- [WHAT THIS TASK INVOLVES] Write out every line of the items below word for word, but leave out the pictures.

Source records

"""

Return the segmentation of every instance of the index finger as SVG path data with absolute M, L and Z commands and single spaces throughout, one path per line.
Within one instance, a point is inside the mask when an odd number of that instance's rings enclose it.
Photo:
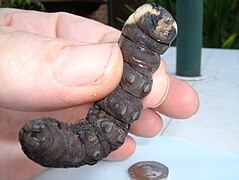
M 1 8 L 0 25 L 42 36 L 89 43 L 117 42 L 120 32 L 97 21 L 69 13 Z

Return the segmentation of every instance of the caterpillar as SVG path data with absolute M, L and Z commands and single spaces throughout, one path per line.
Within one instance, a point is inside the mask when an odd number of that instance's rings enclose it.
M 140 6 L 119 39 L 124 59 L 120 84 L 75 124 L 50 117 L 27 122 L 19 131 L 26 156 L 45 167 L 70 168 L 96 164 L 118 149 L 139 119 L 141 99 L 150 93 L 161 54 L 176 35 L 176 22 L 166 9 L 155 3 Z

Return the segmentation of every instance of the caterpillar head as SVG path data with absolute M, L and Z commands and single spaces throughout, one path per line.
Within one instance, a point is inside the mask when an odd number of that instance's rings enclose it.
M 135 23 L 145 34 L 163 44 L 170 45 L 177 36 L 177 23 L 163 7 L 148 3 L 140 6 L 126 24 Z

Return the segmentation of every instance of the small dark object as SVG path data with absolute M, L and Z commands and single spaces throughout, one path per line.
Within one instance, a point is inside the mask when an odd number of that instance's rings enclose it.
M 131 180 L 166 180 L 168 167 L 156 161 L 141 161 L 128 169 Z
M 93 165 L 118 149 L 130 124 L 142 112 L 152 74 L 177 34 L 173 17 L 156 4 L 139 7 L 126 21 L 119 39 L 124 58 L 120 84 L 96 102 L 87 117 L 67 124 L 50 117 L 29 121 L 19 132 L 24 153 L 45 167 Z

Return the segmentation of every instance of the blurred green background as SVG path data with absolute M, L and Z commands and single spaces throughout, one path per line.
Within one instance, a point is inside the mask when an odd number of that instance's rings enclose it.
M 67 11 L 91 18 L 105 4 L 108 19 L 103 23 L 120 29 L 126 18 L 145 2 L 158 3 L 176 17 L 176 0 L 5 0 L 1 7 Z M 204 0 L 203 47 L 239 48 L 239 0 Z

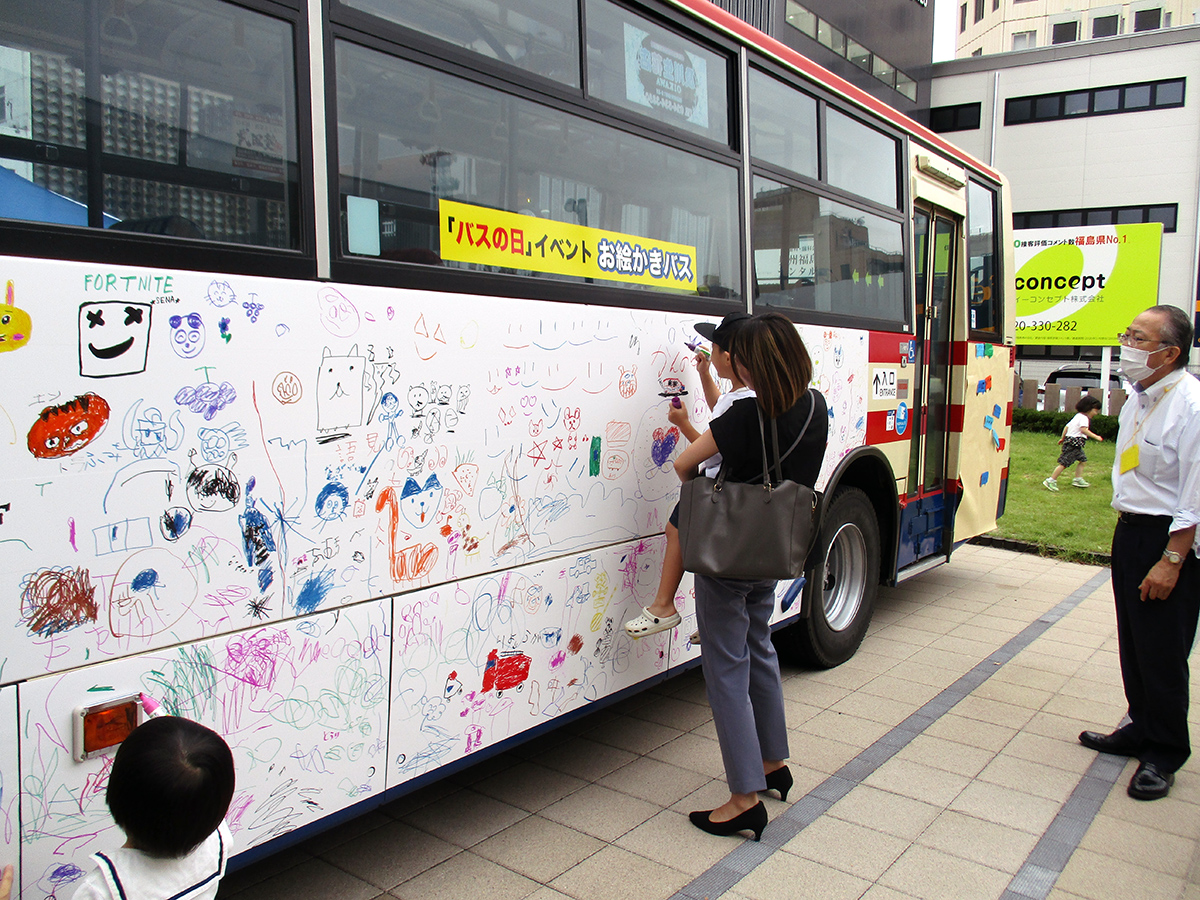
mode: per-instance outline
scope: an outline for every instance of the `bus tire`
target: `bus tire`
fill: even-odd
[[[778,631],[776,644],[803,665],[833,668],[863,642],[880,587],[880,526],[862,490],[838,488],[809,559],[809,614]]]

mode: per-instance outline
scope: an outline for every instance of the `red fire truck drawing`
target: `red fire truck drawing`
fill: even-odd
[[[484,664],[484,688],[481,692],[496,689],[499,696],[506,690],[520,689],[529,677],[532,660],[520,650],[505,650],[503,654],[493,649]]]

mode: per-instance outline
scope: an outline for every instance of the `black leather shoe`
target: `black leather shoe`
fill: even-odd
[[[1081,731],[1079,732],[1079,743],[1088,750],[1098,750],[1102,754],[1112,754],[1114,756],[1136,756],[1141,751],[1138,742],[1130,740],[1120,730],[1111,734],[1100,734],[1098,731]]]
[[[1170,793],[1174,772],[1163,772],[1152,762],[1144,762],[1129,779],[1129,796],[1135,800],[1158,800]]]
[[[695,812],[690,812],[688,818],[700,830],[708,832],[709,834],[725,838],[738,832],[754,832],[755,840],[762,839],[762,829],[767,827],[767,808],[762,804],[762,800],[758,800],[758,803],[745,812],[736,815],[728,822],[714,822],[709,818],[712,811],[710,809],[696,810]]]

"""

- [IN RESPONSE]
Return the segmentation of every instance of the index finger as SVG path data with absolute M, L and Z commands and single spaces throughout, one path per line.
Within one instance, a point is inside the mask when an odd number of that instance's rings enclose it.
Photo:
M 1 8 L 0 25 L 42 36 L 89 43 L 117 42 L 120 32 L 97 21 L 69 13 Z

Return the segmentation of every instance of the caterpillar as SVG path data with absolute M, L and Z commands and single spaces throughout, one path per line.
Within one instance, a point is inside the mask when an odd number of that instance's rings enclose it.
M 140 6 L 119 39 L 124 59 L 120 84 L 75 124 L 50 117 L 27 122 L 19 131 L 26 156 L 45 167 L 70 168 L 96 164 L 118 149 L 139 119 L 141 99 L 150 93 L 161 54 L 176 35 L 176 22 L 166 9 L 155 3 Z

Return the segmentation of every instance of the caterpillar head as SVG path data with absolute M, L and Z commands and single spaces throughout, one path per line.
Within one instance, a point is inside the mask when an odd number of that instance's rings enclose it.
M 135 23 L 145 34 L 163 44 L 170 45 L 177 36 L 177 23 L 163 7 L 148 3 L 140 6 L 126 24 Z

Return the segmentation of every instance of the small dark object as SVG path data with absolute M, L and Z commands and single spaces throughout, one path per line.
Within one instance, a point is inside the mask when an odd number of that instance's rings enclose it.
M 131 180 L 166 180 L 168 167 L 156 161 L 141 161 L 128 169 Z
M 93 165 L 118 149 L 130 124 L 142 112 L 152 74 L 177 34 L 173 17 L 156 4 L 139 7 L 126 21 L 119 39 L 124 58 L 120 84 L 96 102 L 87 117 L 67 124 L 50 117 L 29 121 L 19 132 L 24 153 L 45 167 Z

Return the segmentation of every instance of the blurred green background as SVG path data with absolute M, L and Z commands and single spaces throughout, one path per line.
Within one instance, a point is inside the mask when an odd number of that instance's rings enclose it.
M 67 11 L 91 18 L 105 4 L 108 19 L 103 23 L 120 29 L 126 18 L 145 2 L 158 3 L 176 17 L 176 0 L 5 0 L 1 7 Z M 204 0 L 203 47 L 239 48 L 239 0 Z

mode: per-instance outline
scope: an outline for every instance of the `bus tire`
target: `bus tire`
fill: even-odd
[[[778,631],[776,644],[803,665],[833,668],[863,642],[880,587],[880,526],[862,490],[838,488],[809,559],[809,614]]]

mode: per-instance outline
scope: an outline for every instance of the `red fire truck drawing`
target: `red fire truck drawing`
fill: even-odd
[[[484,664],[484,688],[481,692],[496,689],[499,696],[506,690],[520,689],[529,677],[532,660],[520,650],[505,650],[503,654],[493,649]]]

mode: per-instance outline
scope: an outline for every instance of the `black leather shoe`
target: `black leather shoe`
fill: even-odd
[[[1081,731],[1079,732],[1079,743],[1088,750],[1098,750],[1102,754],[1112,754],[1114,756],[1136,756],[1141,751],[1138,742],[1130,740],[1120,730],[1111,734],[1100,734],[1098,731]]]
[[[1170,793],[1174,772],[1163,772],[1152,762],[1144,762],[1129,779],[1129,796],[1135,800],[1158,800]]]
[[[695,812],[690,812],[688,818],[700,830],[708,832],[709,834],[725,838],[738,832],[754,832],[755,840],[762,839],[762,829],[767,827],[767,808],[762,804],[762,800],[758,800],[758,803],[745,812],[736,815],[728,822],[714,822],[709,818],[712,811],[710,809],[696,810]]]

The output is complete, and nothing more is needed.